#### PROVIDED ENTRIES

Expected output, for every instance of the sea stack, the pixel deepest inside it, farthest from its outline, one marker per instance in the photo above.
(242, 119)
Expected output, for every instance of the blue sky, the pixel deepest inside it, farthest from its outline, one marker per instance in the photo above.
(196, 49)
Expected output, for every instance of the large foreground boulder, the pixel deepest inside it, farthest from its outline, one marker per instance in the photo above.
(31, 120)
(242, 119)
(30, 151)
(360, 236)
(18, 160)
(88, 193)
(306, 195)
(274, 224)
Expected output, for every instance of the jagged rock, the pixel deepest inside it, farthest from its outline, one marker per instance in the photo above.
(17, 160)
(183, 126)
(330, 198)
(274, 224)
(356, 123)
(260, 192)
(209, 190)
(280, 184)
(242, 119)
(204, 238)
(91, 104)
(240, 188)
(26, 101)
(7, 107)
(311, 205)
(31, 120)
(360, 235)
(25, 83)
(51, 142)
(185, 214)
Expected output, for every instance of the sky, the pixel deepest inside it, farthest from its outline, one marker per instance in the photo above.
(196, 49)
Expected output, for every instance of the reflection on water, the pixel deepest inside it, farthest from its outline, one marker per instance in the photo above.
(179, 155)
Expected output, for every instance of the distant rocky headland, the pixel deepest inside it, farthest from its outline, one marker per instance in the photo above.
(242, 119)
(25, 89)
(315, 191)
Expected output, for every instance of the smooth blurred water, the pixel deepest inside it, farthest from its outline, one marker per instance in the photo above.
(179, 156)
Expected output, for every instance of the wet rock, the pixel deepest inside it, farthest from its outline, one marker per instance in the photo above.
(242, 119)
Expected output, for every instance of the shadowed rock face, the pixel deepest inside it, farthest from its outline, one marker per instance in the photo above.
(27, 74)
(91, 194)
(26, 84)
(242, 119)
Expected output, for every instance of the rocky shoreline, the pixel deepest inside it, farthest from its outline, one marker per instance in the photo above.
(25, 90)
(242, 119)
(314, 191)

########

#### PROBLEM
Rewrite the rows between the line holding "Expected output, for every instance of the smooth" and the end of the rows, inclusive, keeping every request unchanged. Multiply each point coordinate in the answers by 1.45 and round to whole numbers, with halves going up.

#### EXERCISE ANSWER
Expected output, for every instance of the smooth blurred water, the pixel deepest inside it, farthest from its outline, one marker per instance in the photo above.
(260, 226)
Expected output, for every instance of the wet rock, the pixel deepest inside it, farthest from its outline, one marker per instance in the photo above.
(351, 173)
Expected output, for every instance of the shadowed rock face, the pixel deepest inside it, farthest from its outline, one marker per instance in the photo above.
(39, 107)
(132, 281)
(38, 122)
(351, 173)
Expected output, for every instance of the rocky shoreline, the pixel deepest inside it, farthest from its outline, one marker per instance in the photo above.
(36, 131)
(351, 173)
(455, 277)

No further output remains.